- **Set exercise**: Copy the items from the line containing "Spot the house facade" through the line containing "94], [233, 110]]", both lines included, reproducing them unchanged.

- **Dataset rows**:

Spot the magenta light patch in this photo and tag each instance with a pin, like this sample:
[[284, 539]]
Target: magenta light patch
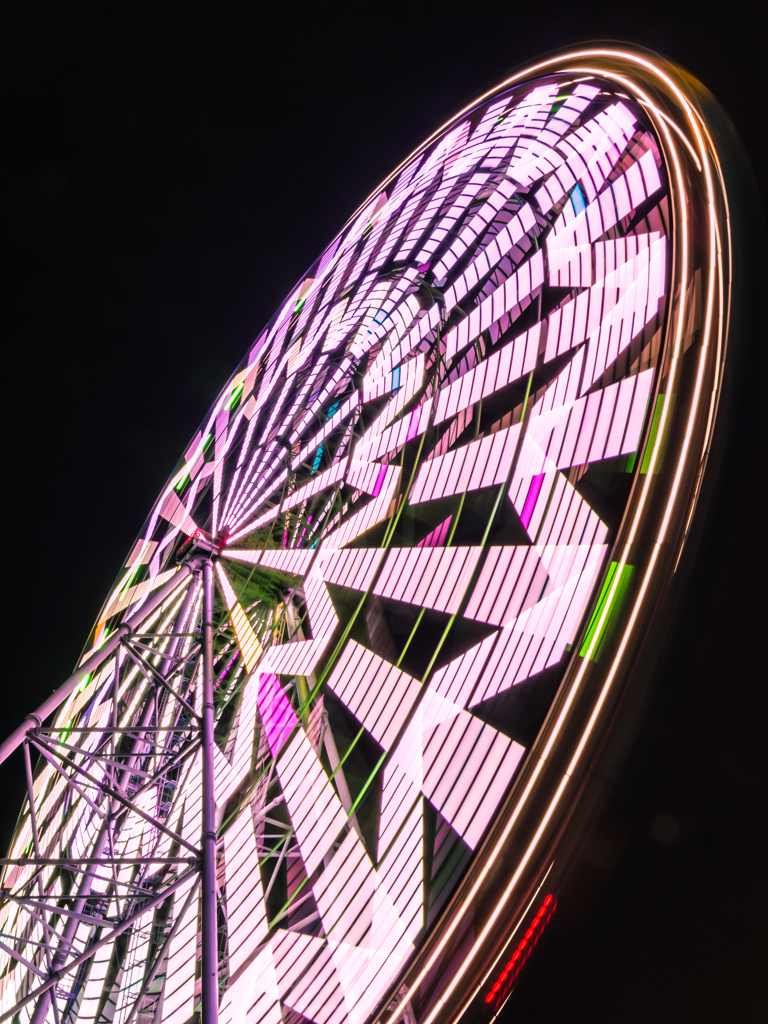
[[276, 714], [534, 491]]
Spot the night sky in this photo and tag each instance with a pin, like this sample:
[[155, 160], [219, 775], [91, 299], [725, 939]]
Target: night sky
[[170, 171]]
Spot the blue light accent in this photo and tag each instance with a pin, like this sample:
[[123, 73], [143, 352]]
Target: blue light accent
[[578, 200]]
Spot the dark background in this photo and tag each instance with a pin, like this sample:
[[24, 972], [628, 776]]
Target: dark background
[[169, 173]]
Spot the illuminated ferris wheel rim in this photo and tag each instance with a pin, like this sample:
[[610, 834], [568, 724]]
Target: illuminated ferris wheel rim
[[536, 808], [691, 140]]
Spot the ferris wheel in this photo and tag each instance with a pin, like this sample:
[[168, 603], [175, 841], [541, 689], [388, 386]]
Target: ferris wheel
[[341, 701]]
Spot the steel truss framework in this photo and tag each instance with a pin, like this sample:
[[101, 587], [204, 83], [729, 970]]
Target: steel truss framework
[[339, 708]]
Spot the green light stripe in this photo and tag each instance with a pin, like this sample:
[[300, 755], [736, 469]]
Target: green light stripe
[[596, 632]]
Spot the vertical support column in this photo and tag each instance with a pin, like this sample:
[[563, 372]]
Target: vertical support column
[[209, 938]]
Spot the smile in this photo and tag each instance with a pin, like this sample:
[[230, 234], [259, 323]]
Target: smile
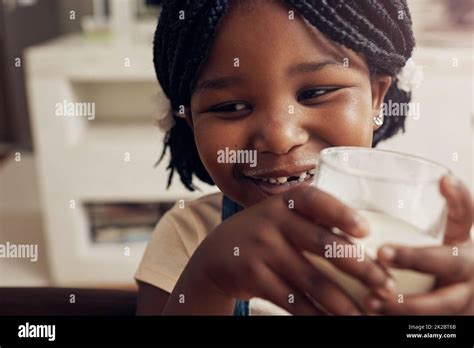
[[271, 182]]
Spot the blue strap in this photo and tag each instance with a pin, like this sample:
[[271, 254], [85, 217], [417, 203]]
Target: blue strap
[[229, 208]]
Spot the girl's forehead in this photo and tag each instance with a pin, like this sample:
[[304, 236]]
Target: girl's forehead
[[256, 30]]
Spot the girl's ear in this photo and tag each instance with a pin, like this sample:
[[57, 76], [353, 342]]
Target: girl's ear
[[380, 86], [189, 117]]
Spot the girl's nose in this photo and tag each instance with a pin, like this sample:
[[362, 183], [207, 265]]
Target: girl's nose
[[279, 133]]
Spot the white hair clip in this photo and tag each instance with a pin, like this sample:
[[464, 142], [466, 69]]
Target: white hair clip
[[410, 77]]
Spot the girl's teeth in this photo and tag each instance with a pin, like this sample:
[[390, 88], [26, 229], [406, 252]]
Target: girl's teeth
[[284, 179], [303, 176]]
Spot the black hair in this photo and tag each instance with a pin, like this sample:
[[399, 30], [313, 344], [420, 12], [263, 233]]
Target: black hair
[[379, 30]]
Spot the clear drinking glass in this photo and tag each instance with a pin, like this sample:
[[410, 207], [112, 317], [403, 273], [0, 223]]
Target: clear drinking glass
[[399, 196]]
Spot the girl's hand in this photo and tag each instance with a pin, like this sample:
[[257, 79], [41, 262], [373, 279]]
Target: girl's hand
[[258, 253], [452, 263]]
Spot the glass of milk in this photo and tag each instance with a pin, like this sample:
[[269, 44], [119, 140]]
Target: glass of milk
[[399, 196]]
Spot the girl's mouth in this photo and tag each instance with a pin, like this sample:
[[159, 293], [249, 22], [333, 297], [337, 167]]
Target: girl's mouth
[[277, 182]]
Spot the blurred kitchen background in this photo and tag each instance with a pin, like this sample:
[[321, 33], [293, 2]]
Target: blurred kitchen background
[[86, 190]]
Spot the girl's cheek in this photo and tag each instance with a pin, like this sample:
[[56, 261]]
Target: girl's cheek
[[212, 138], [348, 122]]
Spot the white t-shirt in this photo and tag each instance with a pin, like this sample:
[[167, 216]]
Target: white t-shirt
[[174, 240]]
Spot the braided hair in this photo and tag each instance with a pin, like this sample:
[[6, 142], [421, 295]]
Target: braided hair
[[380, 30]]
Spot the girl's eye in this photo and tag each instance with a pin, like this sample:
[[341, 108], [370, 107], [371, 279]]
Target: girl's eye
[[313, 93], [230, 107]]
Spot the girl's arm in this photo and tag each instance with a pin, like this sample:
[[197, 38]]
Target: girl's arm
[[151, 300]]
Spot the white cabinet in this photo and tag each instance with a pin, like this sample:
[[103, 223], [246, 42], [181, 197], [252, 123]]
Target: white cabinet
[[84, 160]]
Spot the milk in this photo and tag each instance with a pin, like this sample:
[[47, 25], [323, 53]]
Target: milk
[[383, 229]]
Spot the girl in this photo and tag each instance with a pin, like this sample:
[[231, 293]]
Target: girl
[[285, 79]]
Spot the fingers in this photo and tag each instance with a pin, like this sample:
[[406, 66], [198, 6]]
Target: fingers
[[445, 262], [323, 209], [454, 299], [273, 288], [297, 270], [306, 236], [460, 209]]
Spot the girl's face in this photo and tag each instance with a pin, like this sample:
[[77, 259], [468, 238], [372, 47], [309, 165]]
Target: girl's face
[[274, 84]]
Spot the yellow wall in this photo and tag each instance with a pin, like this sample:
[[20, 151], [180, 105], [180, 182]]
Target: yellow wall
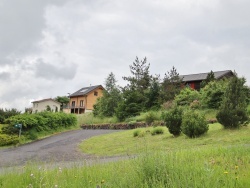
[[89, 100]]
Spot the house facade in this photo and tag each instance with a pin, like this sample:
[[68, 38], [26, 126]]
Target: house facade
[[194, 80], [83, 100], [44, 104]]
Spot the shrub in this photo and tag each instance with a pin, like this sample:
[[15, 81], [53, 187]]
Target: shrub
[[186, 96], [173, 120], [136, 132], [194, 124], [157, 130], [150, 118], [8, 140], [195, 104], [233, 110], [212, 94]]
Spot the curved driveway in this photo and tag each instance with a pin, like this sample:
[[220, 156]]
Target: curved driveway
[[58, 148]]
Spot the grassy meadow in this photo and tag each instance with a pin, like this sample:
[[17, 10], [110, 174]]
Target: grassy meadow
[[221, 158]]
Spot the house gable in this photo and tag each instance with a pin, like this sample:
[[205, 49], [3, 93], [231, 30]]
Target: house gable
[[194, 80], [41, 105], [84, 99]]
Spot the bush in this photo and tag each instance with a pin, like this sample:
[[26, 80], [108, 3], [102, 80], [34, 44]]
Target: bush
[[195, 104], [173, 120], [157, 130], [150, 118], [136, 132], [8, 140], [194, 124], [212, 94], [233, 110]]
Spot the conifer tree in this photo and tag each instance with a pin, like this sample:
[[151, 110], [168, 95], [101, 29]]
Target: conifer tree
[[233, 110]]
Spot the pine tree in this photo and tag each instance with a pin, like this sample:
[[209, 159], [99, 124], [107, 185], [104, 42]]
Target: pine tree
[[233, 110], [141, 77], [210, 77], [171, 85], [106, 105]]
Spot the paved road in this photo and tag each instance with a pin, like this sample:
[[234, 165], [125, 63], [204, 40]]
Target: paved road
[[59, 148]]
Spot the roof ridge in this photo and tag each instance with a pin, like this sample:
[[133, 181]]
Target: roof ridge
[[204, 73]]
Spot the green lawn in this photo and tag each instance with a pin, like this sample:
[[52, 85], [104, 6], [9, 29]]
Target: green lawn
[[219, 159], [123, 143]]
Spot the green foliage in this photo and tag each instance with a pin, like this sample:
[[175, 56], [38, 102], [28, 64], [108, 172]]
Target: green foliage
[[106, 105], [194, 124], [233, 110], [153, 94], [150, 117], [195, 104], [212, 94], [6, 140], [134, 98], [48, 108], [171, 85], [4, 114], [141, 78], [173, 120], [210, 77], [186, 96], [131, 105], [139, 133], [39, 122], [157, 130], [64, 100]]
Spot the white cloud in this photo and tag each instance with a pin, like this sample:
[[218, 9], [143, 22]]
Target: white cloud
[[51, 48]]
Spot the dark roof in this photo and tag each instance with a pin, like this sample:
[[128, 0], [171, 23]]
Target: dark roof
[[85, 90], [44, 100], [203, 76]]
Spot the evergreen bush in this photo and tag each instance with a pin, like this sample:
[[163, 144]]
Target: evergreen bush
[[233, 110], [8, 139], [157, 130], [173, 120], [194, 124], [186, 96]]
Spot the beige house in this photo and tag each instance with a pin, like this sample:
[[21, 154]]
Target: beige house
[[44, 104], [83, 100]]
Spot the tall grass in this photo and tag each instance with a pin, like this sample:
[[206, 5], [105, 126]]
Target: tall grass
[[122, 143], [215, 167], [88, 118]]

- **Exercise answer**:
Spot the house facade in this photo and tag each instance with a pin, like this sample:
[[68, 38], [26, 126]]
Target: house facade
[[194, 80], [83, 100], [44, 104]]
Spot the shrub in this photo and tag each instance with a pin, like this sample:
[[15, 81], [53, 187]]
Target: shrub
[[186, 96], [173, 120], [136, 132], [194, 124], [157, 130], [150, 118], [8, 140], [195, 104], [233, 110], [212, 94]]
Spot the curved driveway in this photo and tag each instance with a pin, like this sample:
[[220, 156]]
Target: curved driveway
[[58, 148]]
Spot the grassy meadow in this photo and tag each instance with a pin, like this sample:
[[17, 10], [110, 174]]
Target: grassy meadow
[[221, 158]]
Spot the house gable in this photo and tag each instance with a pin, like this sample:
[[205, 49], [3, 93], [231, 30]]
Target: house gable
[[194, 80], [41, 105], [84, 99]]
Spot the bush in this photo and tag each instance with a pin, like this sample:
[[26, 80], [108, 3], [102, 80], [34, 44]]
Target: bush
[[195, 104], [173, 120], [157, 130], [150, 118], [136, 132], [8, 140], [194, 124], [212, 94], [233, 110]]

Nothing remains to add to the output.